[EXERCISE MATERIALS start]

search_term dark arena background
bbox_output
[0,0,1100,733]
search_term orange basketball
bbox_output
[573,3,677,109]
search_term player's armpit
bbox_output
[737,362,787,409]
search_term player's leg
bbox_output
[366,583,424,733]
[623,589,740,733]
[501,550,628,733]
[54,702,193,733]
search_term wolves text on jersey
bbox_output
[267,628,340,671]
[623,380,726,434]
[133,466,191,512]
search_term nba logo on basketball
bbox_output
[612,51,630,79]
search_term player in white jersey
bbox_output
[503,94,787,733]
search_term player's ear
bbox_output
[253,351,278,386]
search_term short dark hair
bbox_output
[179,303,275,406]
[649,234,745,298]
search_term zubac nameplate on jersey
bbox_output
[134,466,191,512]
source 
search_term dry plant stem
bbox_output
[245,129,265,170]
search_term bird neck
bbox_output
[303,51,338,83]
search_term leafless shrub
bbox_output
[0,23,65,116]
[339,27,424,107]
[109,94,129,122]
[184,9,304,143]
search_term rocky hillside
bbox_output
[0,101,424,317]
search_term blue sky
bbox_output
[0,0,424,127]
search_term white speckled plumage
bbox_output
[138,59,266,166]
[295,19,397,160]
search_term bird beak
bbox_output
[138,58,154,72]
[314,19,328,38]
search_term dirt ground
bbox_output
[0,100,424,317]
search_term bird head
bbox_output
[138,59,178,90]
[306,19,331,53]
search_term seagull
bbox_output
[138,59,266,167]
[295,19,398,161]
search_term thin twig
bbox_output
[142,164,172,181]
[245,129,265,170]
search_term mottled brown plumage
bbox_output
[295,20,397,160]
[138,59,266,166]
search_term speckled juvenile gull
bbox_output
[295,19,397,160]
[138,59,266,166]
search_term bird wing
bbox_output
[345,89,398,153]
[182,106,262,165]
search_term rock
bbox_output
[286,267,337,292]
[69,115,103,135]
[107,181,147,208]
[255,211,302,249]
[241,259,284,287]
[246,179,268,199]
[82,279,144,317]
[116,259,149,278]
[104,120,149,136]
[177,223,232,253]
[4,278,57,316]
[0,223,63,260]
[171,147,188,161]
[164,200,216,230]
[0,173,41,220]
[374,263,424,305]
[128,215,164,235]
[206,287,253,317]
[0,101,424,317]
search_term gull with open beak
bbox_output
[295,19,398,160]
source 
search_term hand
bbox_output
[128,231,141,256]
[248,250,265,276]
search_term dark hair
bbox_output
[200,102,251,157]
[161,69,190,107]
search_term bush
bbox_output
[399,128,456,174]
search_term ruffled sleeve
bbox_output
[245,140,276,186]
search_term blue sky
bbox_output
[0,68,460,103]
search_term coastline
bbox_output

[EXERCISE MATERIALS end]

DO THIS> Present every line of the data above as a numbered list, omitting any blank lines.

ANSWER TO THIS TASK>
1. search_term dark arena background
2. bbox_output
3. [0,0,1100,733]
4. search_term orange basketball
5. bbox_output
6. [573,3,677,109]
7. search_term player's armpit
8. bbox_output
9. [737,362,787,409]
10. search_term player's leg
11. bbox_output
12. [366,583,424,733]
13. [623,589,740,733]
14. [501,550,628,733]
15. [54,702,193,733]
16. search_term wolves text on jersey
17. bbox_output
18. [267,628,340,671]
19. [623,380,726,434]
20. [133,466,191,512]
21. search_term nba logo on basketball
22. bbox_output
23. [612,51,630,79]
24. search_term player in white jersey
25. bbox_output
26. [503,94,787,733]
27. search_term player's ear
28. bbox_output
29. [253,351,278,386]
30. search_term short dark hair
31. bbox_output
32. [179,303,275,406]
33. [649,234,745,298]
34. search_term zubac nameplate on jersey
35. bbox_output
36. [134,466,191,512]
37. source 
38. search_term dry plant stem
39. bbox_output
40. [245,129,265,170]
41. search_term bird neck
42. bbox_output
43. [303,51,338,83]
44. search_term leafless shrub
45. bbox_output
46. [0,23,65,116]
47. [339,27,424,107]
48. [109,94,129,122]
49. [184,9,304,143]
50. search_term rocky hillside
51. bbox_output
52. [0,101,424,317]
53. search_term blue sky
54. bbox_output
55. [0,0,424,127]
56. search_term white speckled plumage
57. bbox_output
58. [138,59,266,166]
59. [295,19,397,160]
60. search_term bird beak
61. bbox_output
62. [138,58,154,72]
63. [314,19,328,38]
64. search_term dirt ground
65. bbox_output
66. [0,100,424,317]
67. search_term bird head
68. bbox_output
69. [138,59,178,90]
70. [306,19,331,53]
71. search_term seagull
72. bbox_output
73. [138,59,266,167]
74. [295,19,398,161]
75. search_term thin twig
76. bbox_output
77. [142,164,172,181]
78. [245,129,265,170]
79. search_term mottled brown plumage
80. bbox_output
81. [295,20,397,160]
82. [138,59,266,166]
83. search_term speckled juvenile gull
84. bbox_output
85. [295,19,397,160]
86. [138,59,266,166]
87. search_term bird wing
88. bbox_output
89. [345,89,398,153]
90. [182,106,262,165]
91. search_term rock
92. bbox_output
93. [286,267,337,292]
94. [69,115,103,135]
95. [107,181,147,208]
96. [255,211,302,249]
97. [241,259,284,287]
98. [246,179,268,199]
99. [82,279,144,317]
100. [116,259,149,278]
101. [104,120,149,136]
102. [177,223,232,253]
103. [4,278,57,316]
104. [0,223,63,260]
105. [171,147,188,161]
106. [164,200,216,230]
107. [0,173,41,220]
108. [374,263,424,305]
109. [128,215,164,235]
110. [206,287,253,317]
111. [0,101,424,317]
112. search_term gull with open beak
113. bbox_output
114. [295,19,398,160]
115. source 
116. search_term hand
117. bbox_output
118. [128,231,141,256]
119. [248,250,265,276]
120. search_term dark hair
121. bbox_output
122. [200,102,251,157]
123. [161,69,190,107]
124. search_term bush
125. bbox_output
126. [399,128,456,174]
127. search_term ruffled sleeve
128. bbox_output
129. [245,140,276,186]
130. search_term blue sky
131. bbox_output
132. [0,68,460,103]
133. search_term coastline
134. bbox_output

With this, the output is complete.